▶ **Exercise directions**
Can you rewrite the records from the line containing "point: the hazy" up to and including the line containing "point: the forested" as a Markdown table with a Row column for the row number and a Line column for the line, skipping any blank lines?

▶ **Record list**

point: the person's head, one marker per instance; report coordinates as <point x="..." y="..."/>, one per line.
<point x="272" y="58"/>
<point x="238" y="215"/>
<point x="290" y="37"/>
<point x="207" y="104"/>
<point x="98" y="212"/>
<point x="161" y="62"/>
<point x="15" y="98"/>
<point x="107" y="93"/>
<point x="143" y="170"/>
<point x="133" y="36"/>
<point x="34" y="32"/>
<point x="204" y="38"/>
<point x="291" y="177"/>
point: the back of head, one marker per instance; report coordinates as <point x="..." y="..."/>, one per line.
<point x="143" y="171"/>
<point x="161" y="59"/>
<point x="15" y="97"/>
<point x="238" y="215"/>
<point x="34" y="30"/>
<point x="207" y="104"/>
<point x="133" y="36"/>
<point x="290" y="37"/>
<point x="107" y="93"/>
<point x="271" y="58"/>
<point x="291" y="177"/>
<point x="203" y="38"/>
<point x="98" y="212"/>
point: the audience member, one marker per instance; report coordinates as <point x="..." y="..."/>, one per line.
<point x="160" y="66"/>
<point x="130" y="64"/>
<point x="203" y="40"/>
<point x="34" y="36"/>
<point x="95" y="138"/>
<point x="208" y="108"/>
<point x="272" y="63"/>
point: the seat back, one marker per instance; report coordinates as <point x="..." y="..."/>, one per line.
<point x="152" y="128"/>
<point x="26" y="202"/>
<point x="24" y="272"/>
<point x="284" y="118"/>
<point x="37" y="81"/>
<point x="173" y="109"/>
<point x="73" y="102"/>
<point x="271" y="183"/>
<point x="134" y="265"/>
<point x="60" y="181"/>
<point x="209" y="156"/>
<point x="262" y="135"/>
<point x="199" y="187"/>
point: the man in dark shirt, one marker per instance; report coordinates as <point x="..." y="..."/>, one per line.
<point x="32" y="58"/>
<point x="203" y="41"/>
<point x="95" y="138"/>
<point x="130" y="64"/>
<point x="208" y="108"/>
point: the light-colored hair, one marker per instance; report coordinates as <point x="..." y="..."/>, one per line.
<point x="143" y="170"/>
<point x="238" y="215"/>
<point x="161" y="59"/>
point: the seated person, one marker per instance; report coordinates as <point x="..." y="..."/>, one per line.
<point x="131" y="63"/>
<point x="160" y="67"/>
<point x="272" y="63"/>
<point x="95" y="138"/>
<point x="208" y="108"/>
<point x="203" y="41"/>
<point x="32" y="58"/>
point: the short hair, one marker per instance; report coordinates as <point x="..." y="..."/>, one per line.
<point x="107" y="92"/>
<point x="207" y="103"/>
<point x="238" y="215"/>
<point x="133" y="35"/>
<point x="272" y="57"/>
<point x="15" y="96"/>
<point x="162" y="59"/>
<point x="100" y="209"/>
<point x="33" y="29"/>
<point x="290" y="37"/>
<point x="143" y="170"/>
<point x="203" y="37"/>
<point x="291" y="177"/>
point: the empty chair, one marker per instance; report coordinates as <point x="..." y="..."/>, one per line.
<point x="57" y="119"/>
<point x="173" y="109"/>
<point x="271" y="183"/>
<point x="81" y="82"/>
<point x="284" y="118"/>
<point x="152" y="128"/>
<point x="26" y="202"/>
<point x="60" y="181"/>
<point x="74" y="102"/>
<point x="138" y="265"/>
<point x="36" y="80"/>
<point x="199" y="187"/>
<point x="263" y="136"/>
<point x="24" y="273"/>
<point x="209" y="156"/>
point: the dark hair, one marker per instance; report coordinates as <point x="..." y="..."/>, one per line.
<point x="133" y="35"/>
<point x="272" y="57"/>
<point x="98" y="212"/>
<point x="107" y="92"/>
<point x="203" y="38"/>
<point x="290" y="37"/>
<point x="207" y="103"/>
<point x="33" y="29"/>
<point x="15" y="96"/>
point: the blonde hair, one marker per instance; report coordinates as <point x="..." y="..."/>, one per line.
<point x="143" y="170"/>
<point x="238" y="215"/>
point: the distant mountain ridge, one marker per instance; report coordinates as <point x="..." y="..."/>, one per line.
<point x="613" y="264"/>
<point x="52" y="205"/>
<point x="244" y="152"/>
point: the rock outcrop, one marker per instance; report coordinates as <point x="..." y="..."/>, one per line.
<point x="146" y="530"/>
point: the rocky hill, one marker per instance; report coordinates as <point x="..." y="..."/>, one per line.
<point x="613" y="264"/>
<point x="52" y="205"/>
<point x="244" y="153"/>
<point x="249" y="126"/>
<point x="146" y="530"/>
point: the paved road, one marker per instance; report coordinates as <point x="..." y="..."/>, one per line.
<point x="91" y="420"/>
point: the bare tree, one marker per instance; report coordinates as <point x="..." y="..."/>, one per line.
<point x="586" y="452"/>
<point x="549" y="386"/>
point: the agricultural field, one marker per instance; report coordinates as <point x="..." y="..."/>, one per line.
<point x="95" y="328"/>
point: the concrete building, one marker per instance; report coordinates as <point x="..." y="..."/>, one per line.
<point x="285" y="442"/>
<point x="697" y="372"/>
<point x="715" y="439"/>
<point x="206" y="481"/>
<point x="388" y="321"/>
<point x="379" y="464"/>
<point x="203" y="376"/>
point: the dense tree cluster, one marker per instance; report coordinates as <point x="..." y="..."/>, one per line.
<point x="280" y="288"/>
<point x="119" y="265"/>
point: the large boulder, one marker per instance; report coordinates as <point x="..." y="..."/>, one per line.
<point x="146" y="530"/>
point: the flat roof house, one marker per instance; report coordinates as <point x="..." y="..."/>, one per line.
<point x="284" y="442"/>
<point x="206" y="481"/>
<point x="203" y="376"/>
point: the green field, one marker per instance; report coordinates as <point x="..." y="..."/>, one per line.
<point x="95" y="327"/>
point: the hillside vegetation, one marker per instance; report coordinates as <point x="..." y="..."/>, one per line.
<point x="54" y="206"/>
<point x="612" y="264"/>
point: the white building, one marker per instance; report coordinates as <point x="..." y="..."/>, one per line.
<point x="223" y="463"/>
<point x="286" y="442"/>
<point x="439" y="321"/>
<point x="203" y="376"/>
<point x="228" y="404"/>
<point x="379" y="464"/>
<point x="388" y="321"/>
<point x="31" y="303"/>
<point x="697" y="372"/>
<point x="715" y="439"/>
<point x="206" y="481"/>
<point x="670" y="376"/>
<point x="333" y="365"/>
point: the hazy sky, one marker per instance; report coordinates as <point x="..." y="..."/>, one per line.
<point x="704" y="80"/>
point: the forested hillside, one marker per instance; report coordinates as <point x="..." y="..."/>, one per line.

--

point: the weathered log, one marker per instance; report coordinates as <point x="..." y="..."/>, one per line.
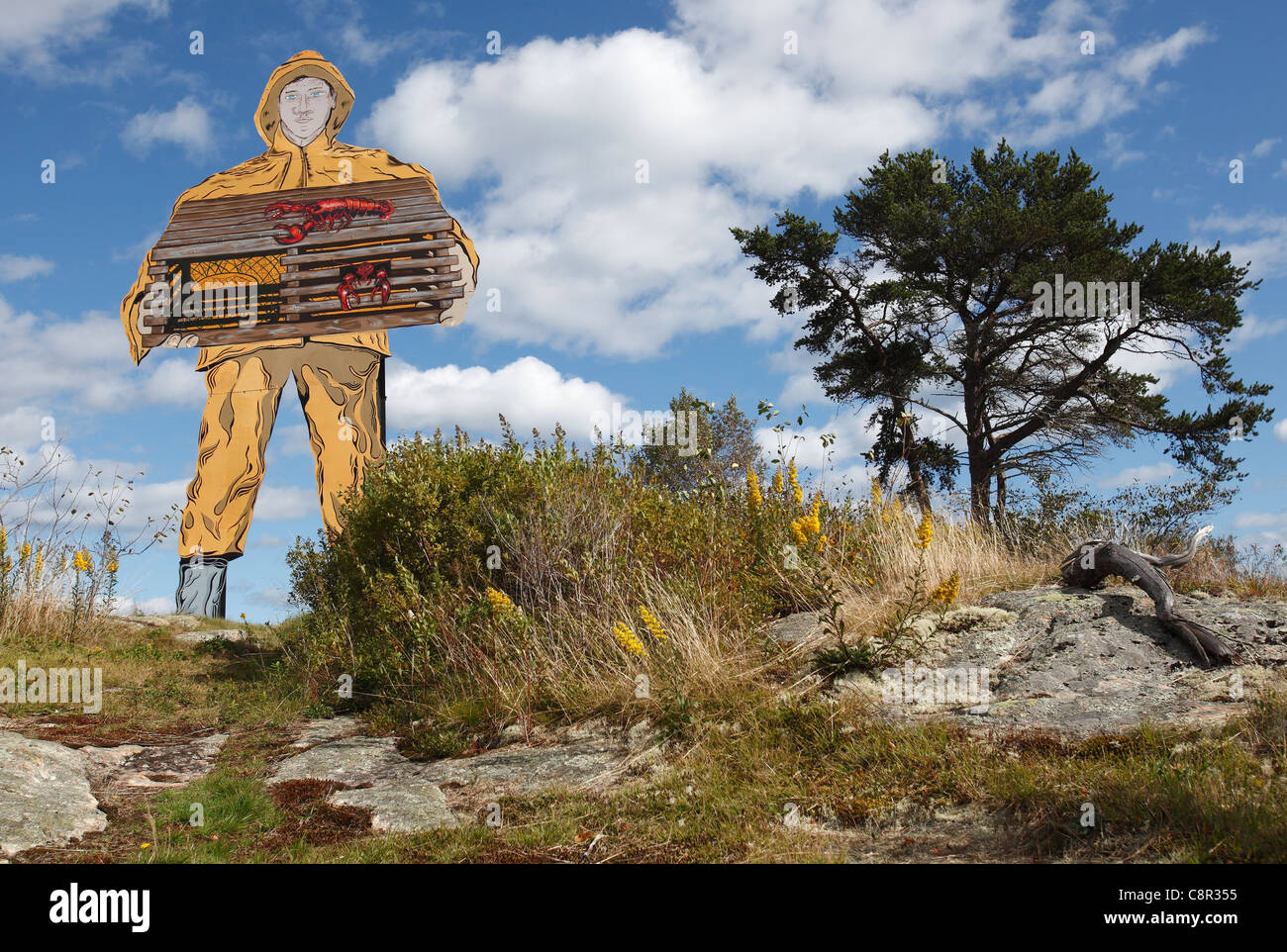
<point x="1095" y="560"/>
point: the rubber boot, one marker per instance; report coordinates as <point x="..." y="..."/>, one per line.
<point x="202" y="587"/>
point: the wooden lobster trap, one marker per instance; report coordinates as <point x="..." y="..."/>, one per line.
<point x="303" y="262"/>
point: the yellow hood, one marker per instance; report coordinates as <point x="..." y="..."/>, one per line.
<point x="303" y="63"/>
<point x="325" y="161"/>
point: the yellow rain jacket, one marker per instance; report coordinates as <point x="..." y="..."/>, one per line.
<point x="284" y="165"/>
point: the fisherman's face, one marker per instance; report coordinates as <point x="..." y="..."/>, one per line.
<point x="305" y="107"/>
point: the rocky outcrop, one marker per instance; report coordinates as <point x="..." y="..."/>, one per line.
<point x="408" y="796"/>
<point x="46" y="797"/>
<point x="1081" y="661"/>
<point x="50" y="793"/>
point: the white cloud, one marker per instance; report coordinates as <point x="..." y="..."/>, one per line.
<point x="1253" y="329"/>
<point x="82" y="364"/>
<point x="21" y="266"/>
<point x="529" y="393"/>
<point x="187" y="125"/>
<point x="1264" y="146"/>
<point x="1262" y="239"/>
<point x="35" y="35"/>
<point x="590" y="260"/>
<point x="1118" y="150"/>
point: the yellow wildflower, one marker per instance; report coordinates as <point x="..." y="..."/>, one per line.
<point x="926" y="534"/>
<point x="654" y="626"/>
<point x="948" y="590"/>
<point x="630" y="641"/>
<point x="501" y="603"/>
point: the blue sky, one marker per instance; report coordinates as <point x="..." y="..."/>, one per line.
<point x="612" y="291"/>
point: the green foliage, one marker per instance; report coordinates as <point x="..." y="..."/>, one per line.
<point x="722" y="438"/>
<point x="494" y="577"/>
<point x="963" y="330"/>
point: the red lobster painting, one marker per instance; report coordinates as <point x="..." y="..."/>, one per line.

▶ **Solution below**
| Row | Line |
|---|---|
| 1 | point: the hazy sky, one marker per instance; report coordinates as <point x="..." y="..."/>, one per line. |
| 2 | <point x="704" y="80"/> |
| 3 | point: the forested hillside, one marker per instance; report coordinates as <point x="..." y="..."/>, one per line. |